_Document extract_

For the past seven years I have taught a course on strategic thinking to students at the University of Cape Town. I ended up doing this by accident.

Prof John Simpson, well known for starting and leading the UCT Unilever Institute of Strategic Marketing was the previous convenor of the course and asked me to help him out after a guest lecture I did on the changes we were navigating in our startup bank.

With the Prof's wanting to focus on the Unilever Institute after his retirement, I took over the convening of the course a few years later.

I was intrigued to bring together my business experience of strategy and the academic world of strategy. I started on a steep learning curve attempting to create an environment where final year Business Science students could think more strategically about the business world that lay ahead.

The students come predominantly from a finance background (60%) which is roughly split in half between those aiming to become CA's and those not. The next biggest segment is marketers and then actuaries, organisational psychologists and a handful of people majoring in technology.

I quickly identified three significant challenges that I faced in teaching the class.

_Records_
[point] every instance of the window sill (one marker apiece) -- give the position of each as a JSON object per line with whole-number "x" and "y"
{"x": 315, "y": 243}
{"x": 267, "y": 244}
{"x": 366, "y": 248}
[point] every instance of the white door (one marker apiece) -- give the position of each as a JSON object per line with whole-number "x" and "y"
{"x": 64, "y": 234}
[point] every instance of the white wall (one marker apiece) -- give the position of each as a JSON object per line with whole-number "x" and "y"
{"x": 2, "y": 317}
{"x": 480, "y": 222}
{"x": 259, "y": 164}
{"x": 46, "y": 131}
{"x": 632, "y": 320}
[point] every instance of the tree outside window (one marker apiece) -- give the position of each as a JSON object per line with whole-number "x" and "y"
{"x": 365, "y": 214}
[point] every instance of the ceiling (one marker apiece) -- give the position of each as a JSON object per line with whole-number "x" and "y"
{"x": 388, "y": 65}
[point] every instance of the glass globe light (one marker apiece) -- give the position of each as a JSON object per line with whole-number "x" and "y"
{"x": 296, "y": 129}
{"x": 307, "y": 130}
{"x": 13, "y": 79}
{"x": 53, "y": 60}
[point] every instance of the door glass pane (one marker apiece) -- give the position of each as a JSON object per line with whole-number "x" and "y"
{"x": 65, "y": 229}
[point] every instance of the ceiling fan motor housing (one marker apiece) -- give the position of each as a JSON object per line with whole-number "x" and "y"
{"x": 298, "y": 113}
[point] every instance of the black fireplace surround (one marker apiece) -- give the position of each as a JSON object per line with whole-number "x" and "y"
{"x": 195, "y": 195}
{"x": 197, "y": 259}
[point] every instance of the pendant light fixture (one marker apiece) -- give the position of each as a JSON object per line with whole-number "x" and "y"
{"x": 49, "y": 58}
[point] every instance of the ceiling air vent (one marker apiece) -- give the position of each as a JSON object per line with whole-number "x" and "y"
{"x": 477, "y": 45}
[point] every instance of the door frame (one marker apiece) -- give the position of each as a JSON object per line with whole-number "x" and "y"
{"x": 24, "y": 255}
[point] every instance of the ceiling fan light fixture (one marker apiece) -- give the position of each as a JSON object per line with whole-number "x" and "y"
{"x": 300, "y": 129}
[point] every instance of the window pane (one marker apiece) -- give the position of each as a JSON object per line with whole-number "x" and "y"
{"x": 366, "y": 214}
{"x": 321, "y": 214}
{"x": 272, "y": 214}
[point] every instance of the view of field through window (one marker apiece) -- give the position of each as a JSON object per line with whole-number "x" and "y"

_Tasks to perform_
1. According to the excerpt on teaching strategic thinking, why did the writer take over convening the course?
2. Print the excerpt on teaching strategic thinking between "I was intrigued" and "majoring in technology.", inclusive.

_The replies_
1. The writer took over convening the course because Prof John Simpson, the previous convenor, wanted to focus on the Unilever Institute after his retirement.

2.
I was intrigued to bring together my business experience of strategy and the academic world of strategy. I started on a steep learning curve attempting to create an environment where final year Business Science students could think more strategically about the business world that lay ahead.

The students come predominantly from a finance background (60%) which is roughly split in half between those aiming to become CA's and those not. The next biggest segment is marketers and then actuaries, organisational psychologists and a handful of people majoring in technology.